▶ [Problem statement]:
Starting at the line that contains "foreground. Report bounding boxes for all instances.", transcribe each line exactly through the last line of the data. Include nothing else.

Saved data entries:
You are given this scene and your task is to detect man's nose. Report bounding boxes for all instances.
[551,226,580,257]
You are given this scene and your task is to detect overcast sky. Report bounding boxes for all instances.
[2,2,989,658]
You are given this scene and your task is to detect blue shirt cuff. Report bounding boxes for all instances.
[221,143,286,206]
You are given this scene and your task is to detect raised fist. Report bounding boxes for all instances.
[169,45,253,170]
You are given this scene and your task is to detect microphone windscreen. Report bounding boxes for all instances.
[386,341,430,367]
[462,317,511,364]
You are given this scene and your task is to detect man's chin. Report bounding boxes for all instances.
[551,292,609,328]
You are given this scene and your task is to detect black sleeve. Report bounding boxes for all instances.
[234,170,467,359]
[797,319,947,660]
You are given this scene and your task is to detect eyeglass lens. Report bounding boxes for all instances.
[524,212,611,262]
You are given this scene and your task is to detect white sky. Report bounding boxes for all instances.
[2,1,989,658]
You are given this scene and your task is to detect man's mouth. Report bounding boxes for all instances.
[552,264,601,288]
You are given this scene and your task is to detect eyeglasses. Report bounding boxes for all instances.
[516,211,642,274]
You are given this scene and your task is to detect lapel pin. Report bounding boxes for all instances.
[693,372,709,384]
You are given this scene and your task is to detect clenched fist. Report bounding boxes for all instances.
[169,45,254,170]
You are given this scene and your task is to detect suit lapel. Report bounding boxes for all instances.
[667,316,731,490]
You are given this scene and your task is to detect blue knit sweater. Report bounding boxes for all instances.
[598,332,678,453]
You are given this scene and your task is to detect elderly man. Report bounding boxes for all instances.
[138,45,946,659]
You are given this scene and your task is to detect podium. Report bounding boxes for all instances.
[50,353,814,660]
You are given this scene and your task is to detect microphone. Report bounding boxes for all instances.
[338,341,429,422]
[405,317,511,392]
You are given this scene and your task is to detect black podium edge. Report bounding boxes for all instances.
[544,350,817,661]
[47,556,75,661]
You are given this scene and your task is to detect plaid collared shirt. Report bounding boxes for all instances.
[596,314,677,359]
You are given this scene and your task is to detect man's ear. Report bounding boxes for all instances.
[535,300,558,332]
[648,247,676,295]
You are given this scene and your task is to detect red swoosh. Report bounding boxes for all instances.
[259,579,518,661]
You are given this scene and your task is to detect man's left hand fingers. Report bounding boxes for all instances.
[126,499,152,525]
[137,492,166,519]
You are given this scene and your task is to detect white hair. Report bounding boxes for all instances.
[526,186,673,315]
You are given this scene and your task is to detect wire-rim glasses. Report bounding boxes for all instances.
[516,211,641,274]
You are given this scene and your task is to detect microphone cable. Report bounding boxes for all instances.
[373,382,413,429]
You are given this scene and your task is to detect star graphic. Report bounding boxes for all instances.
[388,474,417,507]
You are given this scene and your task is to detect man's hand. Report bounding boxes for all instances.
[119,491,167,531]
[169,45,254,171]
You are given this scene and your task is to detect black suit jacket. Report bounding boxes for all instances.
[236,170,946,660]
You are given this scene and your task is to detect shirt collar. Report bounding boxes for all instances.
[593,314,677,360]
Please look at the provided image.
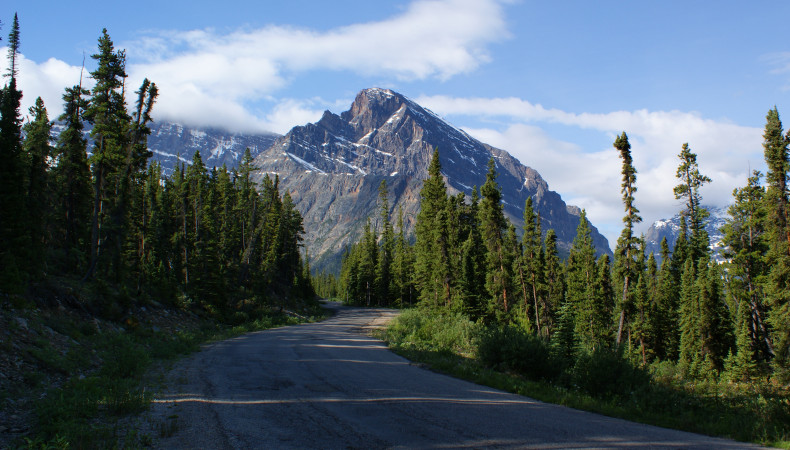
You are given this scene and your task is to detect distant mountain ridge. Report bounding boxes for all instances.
[50,120,280,175]
[644,205,728,263]
[249,88,611,272]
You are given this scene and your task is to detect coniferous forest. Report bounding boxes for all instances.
[0,20,315,320]
[339,135,790,385]
[336,133,790,442]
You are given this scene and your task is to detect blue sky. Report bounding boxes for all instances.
[4,0,790,246]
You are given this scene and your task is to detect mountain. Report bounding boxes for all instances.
[250,88,611,273]
[146,122,279,174]
[644,205,728,263]
[50,120,280,175]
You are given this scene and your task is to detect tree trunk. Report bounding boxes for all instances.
[616,275,629,346]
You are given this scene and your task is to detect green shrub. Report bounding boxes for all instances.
[571,347,651,398]
[385,308,479,354]
[477,325,564,381]
[98,334,150,380]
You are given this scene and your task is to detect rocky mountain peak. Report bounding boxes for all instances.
[341,88,407,133]
[251,88,611,272]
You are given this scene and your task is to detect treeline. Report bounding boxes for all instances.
[0,17,314,319]
[340,120,790,382]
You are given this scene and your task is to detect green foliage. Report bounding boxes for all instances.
[514,197,546,336]
[0,15,26,294]
[384,308,479,355]
[566,210,611,351]
[22,97,53,277]
[613,132,643,348]
[478,325,564,381]
[673,143,712,263]
[480,159,514,320]
[571,348,650,398]
[414,149,451,308]
[385,308,790,447]
[760,108,790,378]
[97,334,150,379]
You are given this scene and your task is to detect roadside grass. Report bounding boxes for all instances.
[13,304,330,449]
[382,308,790,449]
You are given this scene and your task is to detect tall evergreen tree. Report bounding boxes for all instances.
[376,179,395,305]
[722,171,773,365]
[82,29,158,283]
[479,158,513,321]
[613,132,643,347]
[21,97,53,276]
[359,219,378,306]
[543,229,563,339]
[656,238,679,360]
[517,197,545,334]
[761,107,790,378]
[0,13,25,292]
[678,258,700,374]
[414,149,450,308]
[566,210,608,350]
[392,206,415,307]
[673,143,712,263]
[696,261,734,372]
[459,189,486,319]
[52,84,92,271]
[83,28,130,280]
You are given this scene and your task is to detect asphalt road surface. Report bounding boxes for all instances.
[149,302,759,449]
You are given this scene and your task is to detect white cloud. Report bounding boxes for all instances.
[4,0,509,133]
[0,50,88,123]
[262,99,326,135]
[123,0,508,132]
[419,95,765,245]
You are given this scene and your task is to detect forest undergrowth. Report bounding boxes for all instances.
[381,308,790,448]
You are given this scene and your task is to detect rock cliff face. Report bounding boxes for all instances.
[251,88,611,272]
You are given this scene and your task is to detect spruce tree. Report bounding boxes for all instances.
[721,171,772,364]
[517,197,544,334]
[392,206,415,307]
[642,252,661,363]
[696,261,733,373]
[656,238,679,360]
[376,179,394,305]
[566,210,606,350]
[592,254,615,348]
[21,97,53,276]
[479,158,513,321]
[543,229,563,339]
[459,189,486,318]
[613,132,643,347]
[0,14,25,292]
[761,107,790,378]
[359,219,377,306]
[726,292,760,381]
[678,258,700,375]
[83,29,130,280]
[414,149,449,308]
[52,84,92,271]
[673,143,711,263]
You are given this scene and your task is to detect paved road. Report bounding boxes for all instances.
[149,302,758,449]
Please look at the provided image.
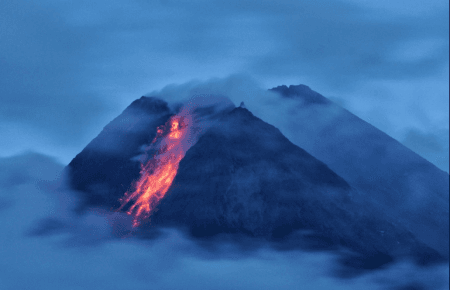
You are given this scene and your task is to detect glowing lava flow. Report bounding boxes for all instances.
[118,112,193,227]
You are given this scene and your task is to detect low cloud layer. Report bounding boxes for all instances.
[0,151,448,289]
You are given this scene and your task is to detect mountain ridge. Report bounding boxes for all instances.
[268,84,449,257]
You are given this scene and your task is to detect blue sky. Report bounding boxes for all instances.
[0,0,448,172]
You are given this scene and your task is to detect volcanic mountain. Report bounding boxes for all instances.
[66,86,448,272]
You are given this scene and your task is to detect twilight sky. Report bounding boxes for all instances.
[0,0,448,172]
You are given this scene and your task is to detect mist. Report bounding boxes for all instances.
[1,138,448,289]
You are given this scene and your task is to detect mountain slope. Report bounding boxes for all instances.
[151,107,353,235]
[148,107,441,266]
[270,84,449,257]
[68,97,172,210]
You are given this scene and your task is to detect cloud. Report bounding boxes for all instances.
[0,1,118,163]
[0,150,448,290]
[242,1,448,85]
[0,0,447,170]
[328,75,449,172]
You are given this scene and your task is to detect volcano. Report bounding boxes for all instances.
[66,85,448,272]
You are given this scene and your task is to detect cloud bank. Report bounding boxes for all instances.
[0,145,448,289]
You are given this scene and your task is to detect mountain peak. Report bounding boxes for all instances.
[270,84,330,105]
[228,106,254,118]
[127,96,169,114]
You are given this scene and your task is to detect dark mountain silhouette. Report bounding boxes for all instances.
[66,87,447,275]
[270,84,449,258]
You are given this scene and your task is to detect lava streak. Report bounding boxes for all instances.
[118,112,193,227]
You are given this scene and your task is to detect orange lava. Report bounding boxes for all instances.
[118,113,192,227]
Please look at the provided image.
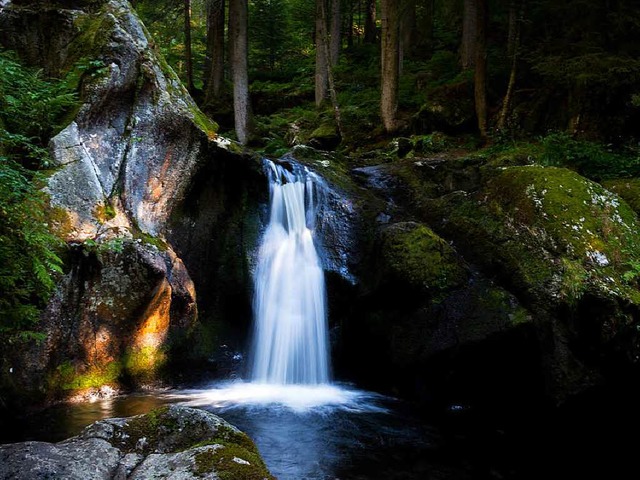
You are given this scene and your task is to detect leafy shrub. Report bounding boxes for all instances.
[0,50,76,341]
[540,132,640,180]
[0,51,77,167]
[0,158,63,341]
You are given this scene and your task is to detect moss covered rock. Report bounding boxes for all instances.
[602,177,640,214]
[309,122,341,150]
[415,165,640,400]
[430,166,640,306]
[0,405,274,480]
[378,222,467,296]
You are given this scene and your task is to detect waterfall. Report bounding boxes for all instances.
[251,160,330,385]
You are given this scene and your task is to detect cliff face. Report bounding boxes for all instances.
[0,0,263,401]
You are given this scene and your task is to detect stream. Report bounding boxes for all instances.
[0,381,471,479]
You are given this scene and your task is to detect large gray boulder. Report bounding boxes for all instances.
[0,405,274,480]
[0,0,262,401]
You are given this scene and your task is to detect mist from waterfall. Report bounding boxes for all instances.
[250,160,330,385]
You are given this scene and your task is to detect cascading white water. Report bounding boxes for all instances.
[251,160,330,385]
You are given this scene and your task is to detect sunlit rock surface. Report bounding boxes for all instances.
[0,0,261,400]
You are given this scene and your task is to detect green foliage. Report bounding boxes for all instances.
[0,158,63,340]
[249,0,291,71]
[539,132,640,180]
[0,51,75,341]
[135,0,208,90]
[0,51,77,167]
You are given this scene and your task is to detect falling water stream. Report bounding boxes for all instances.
[251,160,329,385]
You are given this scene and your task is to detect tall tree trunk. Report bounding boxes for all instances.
[506,0,518,58]
[330,0,341,66]
[315,0,344,138]
[347,1,354,47]
[461,0,477,70]
[418,0,435,54]
[498,0,524,132]
[204,0,225,104]
[364,0,376,44]
[399,0,416,74]
[184,0,195,92]
[229,0,253,144]
[474,0,488,140]
[315,0,329,106]
[380,0,400,133]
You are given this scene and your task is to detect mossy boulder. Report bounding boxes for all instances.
[339,218,533,401]
[417,165,640,400]
[430,166,640,306]
[377,222,467,297]
[309,122,341,150]
[0,405,274,480]
[602,178,640,214]
[22,239,197,400]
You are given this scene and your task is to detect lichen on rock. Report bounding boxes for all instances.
[0,405,274,480]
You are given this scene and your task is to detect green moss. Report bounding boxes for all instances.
[602,178,640,214]
[193,442,274,480]
[123,345,167,382]
[380,222,467,295]
[479,286,530,327]
[430,166,640,306]
[310,122,338,139]
[189,105,219,140]
[487,166,639,264]
[49,360,122,391]
[68,10,116,66]
[93,200,116,223]
[131,229,168,251]
[120,406,172,452]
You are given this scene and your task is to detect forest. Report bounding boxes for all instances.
[136,0,640,157]
[2,0,640,479]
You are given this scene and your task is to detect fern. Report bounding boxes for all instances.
[0,49,75,341]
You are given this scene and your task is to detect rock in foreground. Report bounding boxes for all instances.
[0,405,274,480]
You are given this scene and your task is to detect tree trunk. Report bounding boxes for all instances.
[364,0,376,44]
[399,0,416,74]
[461,0,477,70]
[330,0,341,66]
[315,0,329,106]
[184,0,195,92]
[229,0,253,144]
[474,0,488,140]
[204,0,225,104]
[380,0,400,133]
[498,0,524,132]
[418,0,435,54]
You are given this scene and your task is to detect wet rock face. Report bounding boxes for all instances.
[0,405,274,480]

▶ [Reply]:
You are given this scene and your task is to detect rock in foreground. Report bounding boxes for all instances.
[0,405,274,480]
You are given this scene and your task is to detect tree trunk. Report bounding boxes for all instances.
[364,0,376,44]
[399,0,416,74]
[461,0,477,70]
[330,0,341,66]
[315,0,329,106]
[184,0,195,92]
[229,0,253,144]
[474,0,488,140]
[204,0,225,104]
[380,0,400,133]
[498,0,524,132]
[418,0,435,54]
You are given this scene and your task is to detect wet rock face. Report bounding boxes for all instances.
[0,405,274,480]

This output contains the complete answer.